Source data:
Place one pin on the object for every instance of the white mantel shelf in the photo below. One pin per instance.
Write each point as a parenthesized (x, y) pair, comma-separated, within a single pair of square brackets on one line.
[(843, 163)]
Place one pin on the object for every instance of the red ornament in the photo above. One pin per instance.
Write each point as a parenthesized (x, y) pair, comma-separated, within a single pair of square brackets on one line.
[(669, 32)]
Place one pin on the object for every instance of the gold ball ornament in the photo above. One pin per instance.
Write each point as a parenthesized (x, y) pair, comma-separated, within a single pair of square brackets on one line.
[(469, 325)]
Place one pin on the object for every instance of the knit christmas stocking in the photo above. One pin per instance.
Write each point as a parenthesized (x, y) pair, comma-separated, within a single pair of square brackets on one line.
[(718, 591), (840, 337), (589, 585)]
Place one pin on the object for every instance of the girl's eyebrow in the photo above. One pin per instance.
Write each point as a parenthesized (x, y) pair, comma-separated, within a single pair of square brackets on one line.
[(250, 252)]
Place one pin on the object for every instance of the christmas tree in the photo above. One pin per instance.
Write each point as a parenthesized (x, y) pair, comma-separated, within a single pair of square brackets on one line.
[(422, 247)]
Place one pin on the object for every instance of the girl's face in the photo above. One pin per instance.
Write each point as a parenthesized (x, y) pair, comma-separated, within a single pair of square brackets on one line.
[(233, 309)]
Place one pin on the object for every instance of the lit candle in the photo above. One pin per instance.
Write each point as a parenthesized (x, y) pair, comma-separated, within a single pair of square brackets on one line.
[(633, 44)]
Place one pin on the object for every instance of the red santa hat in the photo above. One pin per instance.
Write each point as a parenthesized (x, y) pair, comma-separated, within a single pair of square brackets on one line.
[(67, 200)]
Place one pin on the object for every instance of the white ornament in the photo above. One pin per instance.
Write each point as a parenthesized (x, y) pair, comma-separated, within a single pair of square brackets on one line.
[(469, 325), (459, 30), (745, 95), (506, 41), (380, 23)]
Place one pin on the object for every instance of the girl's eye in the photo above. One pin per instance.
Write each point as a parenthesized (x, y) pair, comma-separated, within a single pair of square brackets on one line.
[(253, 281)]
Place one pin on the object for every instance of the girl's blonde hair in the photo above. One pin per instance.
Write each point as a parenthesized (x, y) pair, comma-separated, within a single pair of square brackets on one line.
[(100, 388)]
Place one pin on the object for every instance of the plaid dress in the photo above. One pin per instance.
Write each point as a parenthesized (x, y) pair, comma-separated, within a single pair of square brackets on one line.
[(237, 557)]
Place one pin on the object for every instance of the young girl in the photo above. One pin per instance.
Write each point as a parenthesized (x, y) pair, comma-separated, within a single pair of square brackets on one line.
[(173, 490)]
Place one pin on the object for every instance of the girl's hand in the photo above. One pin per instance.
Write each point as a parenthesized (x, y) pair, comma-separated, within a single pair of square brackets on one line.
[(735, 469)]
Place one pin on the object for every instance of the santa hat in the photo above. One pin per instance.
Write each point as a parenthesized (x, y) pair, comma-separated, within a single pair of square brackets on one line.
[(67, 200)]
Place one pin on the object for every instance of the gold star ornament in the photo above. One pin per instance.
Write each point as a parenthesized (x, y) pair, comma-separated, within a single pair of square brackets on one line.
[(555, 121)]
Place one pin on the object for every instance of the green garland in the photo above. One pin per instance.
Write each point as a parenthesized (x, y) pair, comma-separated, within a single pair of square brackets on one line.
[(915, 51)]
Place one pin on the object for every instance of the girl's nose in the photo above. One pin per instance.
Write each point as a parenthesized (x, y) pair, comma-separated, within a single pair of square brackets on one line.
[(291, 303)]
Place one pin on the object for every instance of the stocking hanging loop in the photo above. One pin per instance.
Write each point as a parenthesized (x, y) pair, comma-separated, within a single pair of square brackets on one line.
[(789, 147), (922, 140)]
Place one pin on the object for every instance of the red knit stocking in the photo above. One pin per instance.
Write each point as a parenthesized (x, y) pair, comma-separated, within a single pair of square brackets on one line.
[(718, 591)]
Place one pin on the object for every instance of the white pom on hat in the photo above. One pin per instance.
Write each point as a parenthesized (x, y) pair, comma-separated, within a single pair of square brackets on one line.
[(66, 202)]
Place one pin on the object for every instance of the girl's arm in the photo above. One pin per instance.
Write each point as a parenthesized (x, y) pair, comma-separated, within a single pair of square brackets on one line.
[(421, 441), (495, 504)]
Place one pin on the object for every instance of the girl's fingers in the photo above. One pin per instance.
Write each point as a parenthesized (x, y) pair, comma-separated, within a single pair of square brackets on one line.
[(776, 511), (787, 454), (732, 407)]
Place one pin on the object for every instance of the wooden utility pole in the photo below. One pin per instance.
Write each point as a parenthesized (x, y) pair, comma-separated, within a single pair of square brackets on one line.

§ Task prompt: Copy each record from above exactly, and include every line.

§ Written answer:
Place one pin on the object for every instance of the white mantel shelf in the photo below. One pin per instance.
Write each point as a parenthesized (x, y) pair, comma-separated, within a single pair of square brackets on one line.
[(843, 163)]
Place one pin on the object for every instance of the red ornament in the photo above. One pin per instance.
Write each point as a parenthesized (x, y) pair, comma-separated, within a single pair of square brackets on one line.
[(669, 32)]
Place one pin on the object for every instance of the gold ball ornament in the photo above. One pin per instance.
Write each point as a parenthesized (x, y) pair, comma-separated, within a single pair of square brackets on one line.
[(469, 325)]
Place one pin on the object for every instance of the knit christmas stocking in the photo above. One pin per instance.
Write each point as a parenthesized (x, y) pair, comma-separated, within a single pair of square brackets on one line.
[(718, 591), (840, 337), (589, 585)]
Place one pin on the object for every instance of the girl's eyebrow in the photo above. One pin per instance.
Write each point as a parenthesized (x, y) pair, comma-separated, within a single pair of square brackets on one line.
[(250, 252)]
Place one pin on the object for every instance of the christmas tree in the photo above. One pin per instance.
Write each point as a parenthesized (x, y) pair, comma-separated, within a single pair of square brackets on one line.
[(422, 247)]
Place one pin on the object for every instance of the girl's face in the photo above. One pin per instance.
Write each point as a parenthesized (x, y) pair, comma-separated, within a single pair of square brackets on one line.
[(233, 309)]
Place one pin on the object for every instance of the lit candle in the photo above. One pin per instance.
Write each point as a parenthesized (x, y) pair, comma-separated, within a single pair of square brackets on one line.
[(633, 44)]
Place one pin on the object for every instance of the red santa hat in the photo above. One pin per instance.
Write each point as a parenthesized (x, y) pair, comma-separated, within a single pair of square brackets on one line.
[(67, 200)]
Place one pin on the object for every instance of the white ornament in the photo above. One pin per instance.
Write each point as a parenthesized (x, y) pair, comma-separated, within a single pair of square brackets on one line.
[(469, 325), (459, 30), (745, 95), (506, 41), (380, 23)]
Place one pin on the object for every instance of the girl's eye in the photo above. One pin per instance.
Write each point as a parenthesized (x, y) pair, comma-separated, within a single pair of square brackets on one line.
[(253, 281)]
Place one pin on the object for every instance of the girl's blonde hair in the photo above. One pin per instance.
Write each point as a parenthesized (x, y) pair, comma-separated, within a single pair of square brackets on one line.
[(100, 388)]
Place one pin on the object for every instance of the plaid dress in the photo above. One pin per instance.
Write each point as a parenthesized (x, y) pair, comma-separated, within a single pair of square brackets on one line.
[(237, 557)]
Place one pin on the object for every instance of the young girl in the photo above. One pin per instance.
Write each point as a parenthesized (x, y) pair, comma-separated, within a single pair of square brackets on one line.
[(173, 490)]
Place one pin on the object for every instance of the girl's hand in the photo above. One pin per instance.
Write each point as a parenthesized (x, y) pair, comma-separated, within a single pair of square brackets on one line.
[(735, 469)]
Place one pin on the object for every instance of the santa hat in the photo above. One pin per instance.
Write each point as a parenthesized (x, y) pair, comma-separated, within a single pair of square brackets on one line.
[(67, 200)]
Place one pin on the object for every instance of the gold star ornament in the photo above. One pin per instance.
Write each point as a parenthesized (x, y) pair, comma-separated, within a single pair of square brackets on one line.
[(555, 121)]
Place one pin on the object for every instance of the green garland in the photo above. One pin per instance.
Write each point as a parenthesized (x, y) pair, comma-separated, within a single pair of square brackets on one line.
[(915, 51)]
Place one pin on the object for every instance of the girl's nose in the photo above. One pin per instance.
Write each point as a parenthesized (x, y) pair, comma-separated, within a single pair of square brackets on one line.
[(291, 303)]
Place one pin on the object for every instance of the stocking hanging loop in the photo above. One pin per instance.
Write each point as a parenthesized (x, y) pair, comma-separated, within a single pair of square brackets on one line.
[(789, 147), (922, 140)]
Place one pin on the object for every instance of the red knit stocking in the photo above. One pin per instance.
Write each point as a parenthesized (x, y) pair, comma-separated, within a single pair of square brackets on one line.
[(718, 591)]
Place one pin on the object for every instance of the white pom on hat in the photo above. One pin per instance.
Write each point as a parenthesized (x, y) pair, comma-separated, within a single pair of square brackets on one line.
[(66, 202)]
Place one pin on the object for every instance of the girl's arm in the photo above. One pin per instance.
Write each point as a parenthesized (x, y) pair, comma-separated, within a single pair of square brackets on one line.
[(421, 441), (495, 504)]
Place one pin on the object for every instance of the girl's fingers in the photo above. One pin per instance.
Write each point as a parenthesized (x, y) pair, comma-separated, within a single pair of square brackets on one line.
[(776, 511), (787, 454), (732, 407)]
Place one pin on the object for every instance of the wooden utility pole in the photo below. One pin per instance.
Write each point as a parenthesized (x, y) pair, comma-separated, within a single pair of square brackets on one line.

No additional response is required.